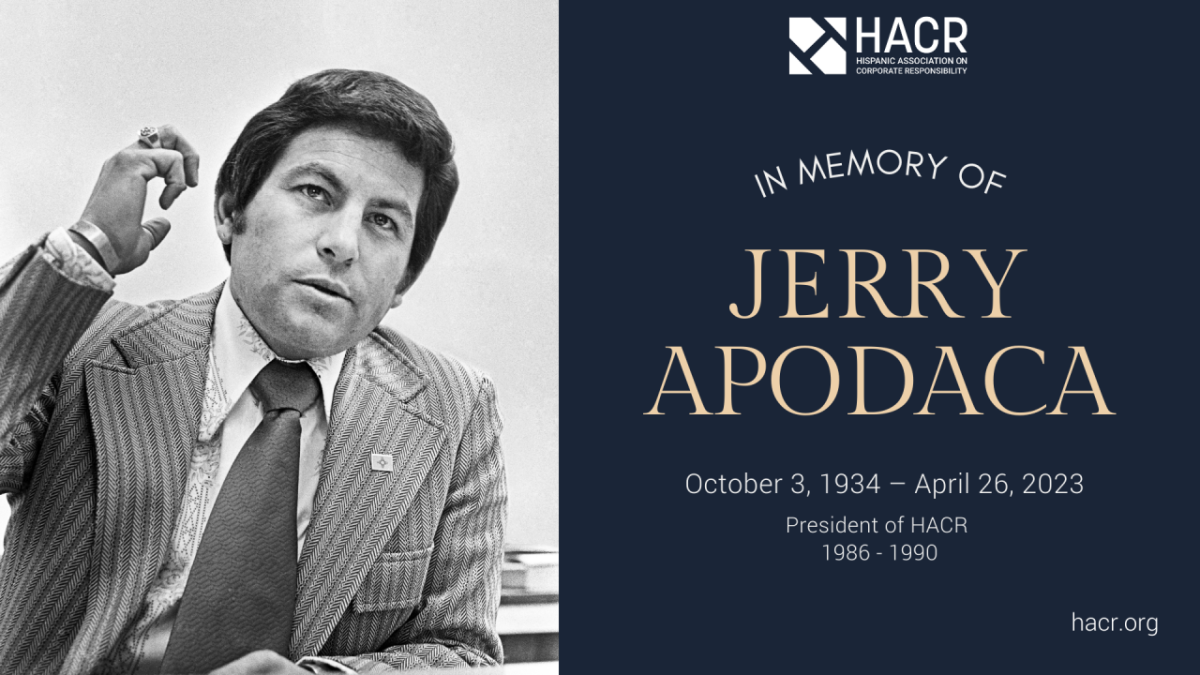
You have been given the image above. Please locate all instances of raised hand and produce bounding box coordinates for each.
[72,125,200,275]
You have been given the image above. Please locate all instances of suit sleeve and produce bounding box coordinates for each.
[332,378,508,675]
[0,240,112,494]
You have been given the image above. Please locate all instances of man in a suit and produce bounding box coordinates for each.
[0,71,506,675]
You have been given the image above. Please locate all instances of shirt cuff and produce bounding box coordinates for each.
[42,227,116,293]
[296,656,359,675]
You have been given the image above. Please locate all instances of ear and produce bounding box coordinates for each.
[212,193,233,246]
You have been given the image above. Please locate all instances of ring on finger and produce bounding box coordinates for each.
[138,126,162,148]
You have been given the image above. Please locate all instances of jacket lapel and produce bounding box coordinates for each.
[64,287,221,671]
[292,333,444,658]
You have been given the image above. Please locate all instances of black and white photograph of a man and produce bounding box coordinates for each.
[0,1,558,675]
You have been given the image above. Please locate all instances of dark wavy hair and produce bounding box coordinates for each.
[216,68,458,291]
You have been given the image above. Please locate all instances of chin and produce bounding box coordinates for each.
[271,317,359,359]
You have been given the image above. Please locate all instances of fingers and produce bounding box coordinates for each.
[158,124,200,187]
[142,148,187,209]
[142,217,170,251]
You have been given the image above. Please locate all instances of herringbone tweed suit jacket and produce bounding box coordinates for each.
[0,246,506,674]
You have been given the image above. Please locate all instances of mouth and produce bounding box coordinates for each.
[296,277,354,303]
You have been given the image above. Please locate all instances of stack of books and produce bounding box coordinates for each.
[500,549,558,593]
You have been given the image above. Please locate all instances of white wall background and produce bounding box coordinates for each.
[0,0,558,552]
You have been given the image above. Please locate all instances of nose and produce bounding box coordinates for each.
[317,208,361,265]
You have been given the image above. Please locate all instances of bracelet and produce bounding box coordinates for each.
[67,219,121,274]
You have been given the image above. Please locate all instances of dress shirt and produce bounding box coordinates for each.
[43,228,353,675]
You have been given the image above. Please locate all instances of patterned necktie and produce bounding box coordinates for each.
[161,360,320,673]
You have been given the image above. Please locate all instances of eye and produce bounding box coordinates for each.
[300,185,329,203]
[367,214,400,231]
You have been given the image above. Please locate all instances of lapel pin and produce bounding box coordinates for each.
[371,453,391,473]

◆ ◆ ◆

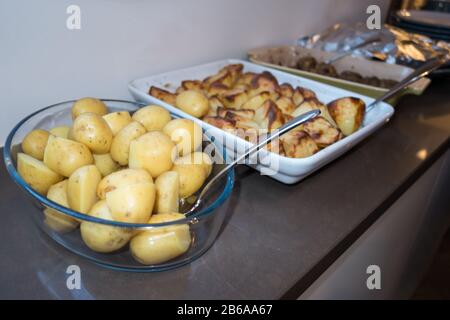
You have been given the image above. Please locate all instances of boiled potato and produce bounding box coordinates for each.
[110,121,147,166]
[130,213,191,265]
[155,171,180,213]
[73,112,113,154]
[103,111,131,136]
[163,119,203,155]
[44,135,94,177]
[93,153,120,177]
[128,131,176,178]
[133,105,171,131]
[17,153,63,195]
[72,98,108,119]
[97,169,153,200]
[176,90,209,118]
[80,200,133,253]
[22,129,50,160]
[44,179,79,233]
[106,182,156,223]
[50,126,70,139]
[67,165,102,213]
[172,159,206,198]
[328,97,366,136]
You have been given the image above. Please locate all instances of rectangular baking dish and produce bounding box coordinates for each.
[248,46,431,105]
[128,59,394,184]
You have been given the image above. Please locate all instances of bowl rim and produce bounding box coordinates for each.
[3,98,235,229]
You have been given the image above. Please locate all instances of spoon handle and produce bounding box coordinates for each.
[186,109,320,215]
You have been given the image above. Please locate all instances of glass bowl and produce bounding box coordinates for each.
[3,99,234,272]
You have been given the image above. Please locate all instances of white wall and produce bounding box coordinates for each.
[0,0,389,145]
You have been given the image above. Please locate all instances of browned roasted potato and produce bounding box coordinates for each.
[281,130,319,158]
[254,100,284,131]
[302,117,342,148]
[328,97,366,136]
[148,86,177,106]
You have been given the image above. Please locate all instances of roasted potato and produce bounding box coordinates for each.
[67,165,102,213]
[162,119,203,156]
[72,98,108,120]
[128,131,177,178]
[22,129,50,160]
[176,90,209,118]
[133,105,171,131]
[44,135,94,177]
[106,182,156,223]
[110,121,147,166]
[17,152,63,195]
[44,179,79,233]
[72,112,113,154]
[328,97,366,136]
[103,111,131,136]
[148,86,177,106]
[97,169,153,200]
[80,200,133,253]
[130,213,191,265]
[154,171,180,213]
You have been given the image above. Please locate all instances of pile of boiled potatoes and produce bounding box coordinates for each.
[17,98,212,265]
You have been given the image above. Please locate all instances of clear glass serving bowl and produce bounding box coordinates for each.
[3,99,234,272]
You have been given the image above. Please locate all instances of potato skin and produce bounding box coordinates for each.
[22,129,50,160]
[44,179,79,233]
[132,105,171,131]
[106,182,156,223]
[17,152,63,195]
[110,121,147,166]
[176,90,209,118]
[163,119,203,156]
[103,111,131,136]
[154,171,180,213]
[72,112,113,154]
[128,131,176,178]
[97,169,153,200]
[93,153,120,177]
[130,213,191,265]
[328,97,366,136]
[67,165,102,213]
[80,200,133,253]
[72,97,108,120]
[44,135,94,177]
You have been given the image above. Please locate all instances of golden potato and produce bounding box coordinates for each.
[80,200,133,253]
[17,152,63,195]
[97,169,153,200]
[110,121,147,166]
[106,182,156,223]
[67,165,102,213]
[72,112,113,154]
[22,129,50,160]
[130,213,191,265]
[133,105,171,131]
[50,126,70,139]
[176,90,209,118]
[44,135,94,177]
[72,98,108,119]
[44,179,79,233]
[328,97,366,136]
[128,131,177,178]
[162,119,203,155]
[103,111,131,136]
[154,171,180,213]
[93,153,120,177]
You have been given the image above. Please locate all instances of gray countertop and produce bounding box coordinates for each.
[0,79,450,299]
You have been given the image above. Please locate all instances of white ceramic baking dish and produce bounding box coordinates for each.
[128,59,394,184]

◆ ◆ ◆

OBJECTIVE >>
Give the stretch of the data from the line containing "books and produce bounding box coordinates for each." through the line containing "[367,214,400,231]" as a JSON list of strings, one string per line, with blank lines left out.

TASK RESPONSE >>
[
  "You have been given the image above. Please locate all instances of stack of books and produce bounding box coordinates for each.",
  "[500,549,558,593]",
  "You have been given the image above. Please locate all instances of white wall background and produce bounding box coordinates for each.",
  "[0,0,558,552]",
  "You have been given the image above. Please locate all instances of nose and produce bounding box coordinates for each.",
  "[317,208,361,265]",
  "You have been given the image above. Please locate all instances of bracelet and produce bounding box coordinates for each.",
  "[67,219,121,274]",
  "You have been given the image above. Please locate all instances of dress shirt and produce bounding box coordinates for each.",
  "[43,228,353,675]",
  "You have been given the image above. Please locate all instances of patterned necktie and produce bounding box coordinates for each.",
  "[161,360,320,673]",
  "You have been given the image above. Please locate all instances of eye and produce bounding box coordinates for each.",
  "[300,185,329,203]",
  "[367,214,400,231]"
]